### Work to be completed
Could you output each line of the data that follows exactly?

>> Start Dataset records

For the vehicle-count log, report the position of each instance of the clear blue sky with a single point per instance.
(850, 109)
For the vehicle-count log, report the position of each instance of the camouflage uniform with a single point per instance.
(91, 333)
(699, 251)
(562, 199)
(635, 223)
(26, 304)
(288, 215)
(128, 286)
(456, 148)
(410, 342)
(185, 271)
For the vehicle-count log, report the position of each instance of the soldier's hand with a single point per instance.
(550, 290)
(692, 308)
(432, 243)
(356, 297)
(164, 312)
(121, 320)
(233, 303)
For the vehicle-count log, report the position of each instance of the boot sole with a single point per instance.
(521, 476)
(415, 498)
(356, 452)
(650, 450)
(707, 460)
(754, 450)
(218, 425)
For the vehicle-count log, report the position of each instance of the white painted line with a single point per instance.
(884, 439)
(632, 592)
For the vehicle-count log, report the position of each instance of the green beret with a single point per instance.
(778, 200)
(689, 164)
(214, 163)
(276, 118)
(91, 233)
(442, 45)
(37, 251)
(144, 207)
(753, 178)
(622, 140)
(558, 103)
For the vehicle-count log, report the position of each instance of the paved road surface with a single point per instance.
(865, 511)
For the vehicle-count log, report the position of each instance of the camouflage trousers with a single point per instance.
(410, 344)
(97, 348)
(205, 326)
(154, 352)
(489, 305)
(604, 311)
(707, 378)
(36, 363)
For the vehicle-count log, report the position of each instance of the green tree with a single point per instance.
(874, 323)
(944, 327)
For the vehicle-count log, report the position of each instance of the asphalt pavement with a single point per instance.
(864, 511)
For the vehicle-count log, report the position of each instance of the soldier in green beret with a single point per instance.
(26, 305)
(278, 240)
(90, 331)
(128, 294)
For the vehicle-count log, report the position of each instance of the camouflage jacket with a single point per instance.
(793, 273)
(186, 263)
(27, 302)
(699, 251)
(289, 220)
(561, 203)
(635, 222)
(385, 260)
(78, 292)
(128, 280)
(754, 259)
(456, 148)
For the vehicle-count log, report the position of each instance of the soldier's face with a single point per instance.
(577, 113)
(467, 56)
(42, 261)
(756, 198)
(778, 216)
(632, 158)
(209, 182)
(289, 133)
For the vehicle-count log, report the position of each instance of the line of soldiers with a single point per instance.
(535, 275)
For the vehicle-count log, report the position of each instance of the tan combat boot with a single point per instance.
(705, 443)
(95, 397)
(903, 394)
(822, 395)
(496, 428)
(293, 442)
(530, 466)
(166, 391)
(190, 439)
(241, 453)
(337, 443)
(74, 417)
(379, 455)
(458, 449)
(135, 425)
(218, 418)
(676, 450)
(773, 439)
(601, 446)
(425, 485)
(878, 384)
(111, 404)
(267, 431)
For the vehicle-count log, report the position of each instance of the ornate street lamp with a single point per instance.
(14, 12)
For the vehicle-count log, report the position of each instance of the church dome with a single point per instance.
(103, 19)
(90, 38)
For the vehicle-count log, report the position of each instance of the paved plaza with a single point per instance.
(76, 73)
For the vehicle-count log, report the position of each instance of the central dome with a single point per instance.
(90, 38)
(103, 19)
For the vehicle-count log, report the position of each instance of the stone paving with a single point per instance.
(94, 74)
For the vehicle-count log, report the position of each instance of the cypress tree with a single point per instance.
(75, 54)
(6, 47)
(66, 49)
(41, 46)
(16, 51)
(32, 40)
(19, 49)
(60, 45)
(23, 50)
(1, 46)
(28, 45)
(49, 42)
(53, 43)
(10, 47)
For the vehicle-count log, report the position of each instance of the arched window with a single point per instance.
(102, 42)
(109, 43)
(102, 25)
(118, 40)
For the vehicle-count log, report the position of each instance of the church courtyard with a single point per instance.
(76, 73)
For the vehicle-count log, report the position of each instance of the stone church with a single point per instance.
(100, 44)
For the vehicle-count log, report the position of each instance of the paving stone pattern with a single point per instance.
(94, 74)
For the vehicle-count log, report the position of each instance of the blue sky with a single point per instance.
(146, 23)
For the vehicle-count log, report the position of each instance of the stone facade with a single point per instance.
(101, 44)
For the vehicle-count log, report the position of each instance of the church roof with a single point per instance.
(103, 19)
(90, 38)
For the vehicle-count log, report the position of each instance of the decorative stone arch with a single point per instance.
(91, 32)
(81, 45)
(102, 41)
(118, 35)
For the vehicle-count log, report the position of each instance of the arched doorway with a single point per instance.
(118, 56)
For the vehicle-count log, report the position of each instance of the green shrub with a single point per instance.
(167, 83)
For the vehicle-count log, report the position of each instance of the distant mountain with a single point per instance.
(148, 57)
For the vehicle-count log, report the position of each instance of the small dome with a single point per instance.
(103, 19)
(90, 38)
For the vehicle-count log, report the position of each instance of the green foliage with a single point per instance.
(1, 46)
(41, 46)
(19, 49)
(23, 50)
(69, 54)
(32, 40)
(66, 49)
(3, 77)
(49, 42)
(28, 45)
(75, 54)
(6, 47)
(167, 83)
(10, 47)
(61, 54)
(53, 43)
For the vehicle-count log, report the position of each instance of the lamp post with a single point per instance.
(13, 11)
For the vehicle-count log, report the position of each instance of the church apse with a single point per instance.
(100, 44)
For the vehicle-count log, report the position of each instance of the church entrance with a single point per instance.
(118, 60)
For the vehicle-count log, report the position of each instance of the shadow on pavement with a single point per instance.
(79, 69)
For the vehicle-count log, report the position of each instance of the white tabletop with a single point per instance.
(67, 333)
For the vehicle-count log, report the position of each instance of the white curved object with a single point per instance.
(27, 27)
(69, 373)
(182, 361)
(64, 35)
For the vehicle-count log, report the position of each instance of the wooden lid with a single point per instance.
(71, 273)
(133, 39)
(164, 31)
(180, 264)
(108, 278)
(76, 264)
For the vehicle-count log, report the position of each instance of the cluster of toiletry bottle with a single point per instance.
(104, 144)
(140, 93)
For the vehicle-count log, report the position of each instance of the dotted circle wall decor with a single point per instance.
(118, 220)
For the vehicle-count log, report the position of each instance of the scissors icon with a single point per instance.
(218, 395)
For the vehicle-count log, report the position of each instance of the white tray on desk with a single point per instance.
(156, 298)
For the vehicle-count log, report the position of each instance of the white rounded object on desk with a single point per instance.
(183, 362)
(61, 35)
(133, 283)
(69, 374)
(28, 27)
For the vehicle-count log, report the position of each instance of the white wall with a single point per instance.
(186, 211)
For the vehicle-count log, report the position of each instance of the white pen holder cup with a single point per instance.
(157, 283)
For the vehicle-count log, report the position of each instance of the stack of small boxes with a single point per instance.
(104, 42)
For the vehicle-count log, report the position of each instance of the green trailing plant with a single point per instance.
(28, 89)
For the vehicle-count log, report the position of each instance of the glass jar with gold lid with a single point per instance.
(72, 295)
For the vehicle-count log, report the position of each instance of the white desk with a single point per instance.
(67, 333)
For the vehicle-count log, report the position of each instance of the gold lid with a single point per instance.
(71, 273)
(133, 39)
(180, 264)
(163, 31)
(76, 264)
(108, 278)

>> End Dataset records

### Answer to this problem
For the vehicle-count log, report the position of each instance of the clear blue sky with a single point per instance.
(850, 109)
For the vehicle-count log, report the position of each instance of the camouflage uniform with a single point per instance.
(91, 333)
(699, 251)
(562, 199)
(635, 223)
(26, 304)
(288, 215)
(128, 286)
(456, 148)
(410, 342)
(185, 271)
For the vehicle-count log, report the position of each instance of the soldier's hand with a single point per instance.
(550, 290)
(692, 308)
(432, 243)
(356, 297)
(164, 312)
(121, 320)
(233, 303)
For the vehicle-count log, report the position of each instance of the boot sole with a single point per instance.
(521, 476)
(415, 498)
(356, 452)
(650, 450)
(707, 460)
(754, 450)
(218, 425)
For the vehicle-count log, report the position of each instance of the white painted line with a single point per instance.
(884, 439)
(632, 592)
For the vehicle-count log, report the position of each instance of the green beret with a single point per instance.
(778, 200)
(689, 164)
(214, 163)
(276, 118)
(91, 233)
(442, 45)
(37, 251)
(144, 207)
(753, 178)
(622, 140)
(558, 103)
For the vehicle-count log, report the position of each instance of the paved road surface with a single point per instance.
(865, 511)
For the vehicle-count log, report the position of each instance of the camouflage trousers with a single point per instance.
(410, 344)
(97, 348)
(205, 326)
(154, 352)
(489, 305)
(604, 311)
(707, 378)
(36, 363)
For the vehicle-count log, report the position of each instance of the green tree with a single point per instance.
(874, 323)
(944, 327)
For the vehicle-count log, report the position of each instance of the asphalt pavement with a single point per instance.
(864, 511)
For the vehicle-count log, report the position of each instance of the soldier in green beret with a single point per instance.
(26, 305)
(278, 240)
(90, 331)
(128, 294)
For the vehicle-count log, report the position of each instance of the camouflage jacket with a single point per instance.
(793, 273)
(186, 263)
(27, 302)
(699, 251)
(289, 220)
(561, 203)
(635, 222)
(385, 260)
(78, 292)
(128, 280)
(754, 259)
(456, 148)
For the vehicle-count log, report the position of each instance of the soldier's face with a single point per instance.
(577, 113)
(467, 56)
(42, 261)
(756, 198)
(778, 216)
(632, 158)
(209, 182)
(289, 133)
For the vehicle-count log, report the position of each instance of the line of soldiers with a single point per instance.
(535, 275)
For the vehicle-count log, report the position of each instance of the tan combat boot with a single point per instance.
(705, 443)
(95, 397)
(903, 394)
(822, 395)
(496, 428)
(293, 442)
(530, 466)
(166, 391)
(190, 439)
(241, 453)
(337, 443)
(74, 417)
(379, 455)
(458, 449)
(135, 425)
(218, 418)
(676, 450)
(773, 439)
(601, 446)
(425, 485)
(878, 384)
(111, 404)
(267, 431)
For the vehicle-count log, report the position of each instance of the ornate street lamp with a single point per instance.
(14, 12)
For the vehicle-count log, report the position of each instance of the church dome with a single point per instance.
(103, 19)
(90, 38)
For the vehicle-count log, report the position of each instance of the paved plaza with a single point per instance.
(76, 73)
For the vehicle-count log, report the position of each instance of the central dome with a single point per instance.
(90, 38)
(103, 19)
For the vehicle-count log, report the position of each instance of the stone paving with a single point per instance.
(94, 74)
For the vehicle-count log, report the position of each instance of the cypress tree with a single point per instance.
(75, 54)
(6, 47)
(66, 49)
(41, 46)
(16, 51)
(32, 40)
(19, 49)
(60, 45)
(23, 50)
(1, 46)
(28, 45)
(49, 42)
(53, 43)
(10, 47)
For the vehicle-count log, report the position of each instance of the arched window with a single point per instance.
(102, 42)
(109, 43)
(102, 25)
(118, 40)
For the vehicle-count log, report the position of each instance of the church courtyard with a single point per instance.
(76, 73)
For the vehicle-count log, report the position of each instance of the stone church with a single point per instance.
(100, 44)
For the vehicle-count log, report the position of each instance of the paving stone pattern with a single point per instance.
(94, 74)
For the vehicle-count log, report the position of each instance of the blue sky with a single point per instance.
(146, 23)
For the vehicle-count log, report the position of each instance of the stone facade with a single point per instance.
(101, 44)
For the vehicle-count log, report the position of each instance of the church roof with a single point per instance.
(103, 19)
(90, 38)
For the vehicle-count log, report the position of each instance of the decorative stone arch with a single point per instance.
(91, 32)
(81, 45)
(102, 41)
(118, 35)
For the vehicle-count log, report the position of each instance of the arched doorway with a single point per instance.
(118, 56)
For the vehicle-count log, report the position of each instance of the green shrub with a single point per instance.
(167, 83)
For the vehicle-count log, report the position of each instance of the distant mountain with a single point per instance.
(148, 57)
For the vehicle-count log, report the position of each instance of the small dome with a single point per instance.
(103, 19)
(90, 38)
For the vehicle-count log, report the position of each instance of the green foliage with a single point per instance.
(1, 46)
(41, 46)
(19, 49)
(23, 50)
(69, 54)
(32, 40)
(66, 49)
(3, 77)
(49, 42)
(28, 45)
(75, 54)
(6, 47)
(167, 83)
(10, 47)
(61, 54)
(53, 43)
For the vehicle-count log, report the position of each instance of the lamp post with a single point per instance.
(13, 11)
For the vehicle-count log, report the position of each instance of the church apse with a single point per instance.
(100, 44)
For the vehicle-count log, report the position of each instance of the church entrance with a single point per instance.
(118, 60)
For the vehicle-count log, report the position of each instance of the shadow on pavement with a single point per instance.
(79, 69)
For the vehicle-count log, report the position of each instance of the white tabletop with a single point per instance.
(67, 333)
For the vehicle-count log, report the position of each instance of the white curved object with a single point per instance.
(27, 27)
(69, 373)
(182, 361)
(64, 35)
For the vehicle-count log, report the position of each instance of the wooden lid with a single point per instance.
(71, 273)
(133, 39)
(164, 31)
(180, 264)
(108, 278)
(76, 264)
For the vehicle-count log, report the position of each instance of the cluster of toiletry bottle with a single point per instance.
(104, 144)
(140, 93)
For the vehicle-count log, report the position of each instance of the dotted circle wall decor with a single point per instance.
(118, 220)
For the vehicle-count log, report the position of each instance of the scissors icon with a single point per instance.
(218, 395)
For the vehicle-count log, report the position of each instance of the white tray on desk with a single point per instance.
(156, 298)
For the vehicle-count log, report the position of each instance of the white rounded object on desk with a single point per instance.
(183, 362)
(61, 35)
(133, 283)
(69, 374)
(28, 27)
For the vehicle-count log, report the position of each instance of the white wall with a single point per instance.
(186, 211)
For the vehicle-count log, report the position of each instance of the white pen holder cup with a single point per instance.
(157, 283)
For the vehicle-count log, report the position of each instance of the stack of small boxes with a single point per instance.
(104, 42)
For the vehicle-count log, report the position of each instance of the green trailing plant with a single point per instance.
(28, 89)
For the vehicle-count log, report the position of each instance of the glass jar with gold lid with a single point per instance.
(72, 295)
For the vehicle-count log, report the position of each instance of the white desk with a single point per instance.
(67, 333)
For the vehicle-count log, report the position of each instance of the gold lid with a single point per instance.
(71, 273)
(133, 39)
(180, 264)
(163, 31)
(76, 264)
(108, 278)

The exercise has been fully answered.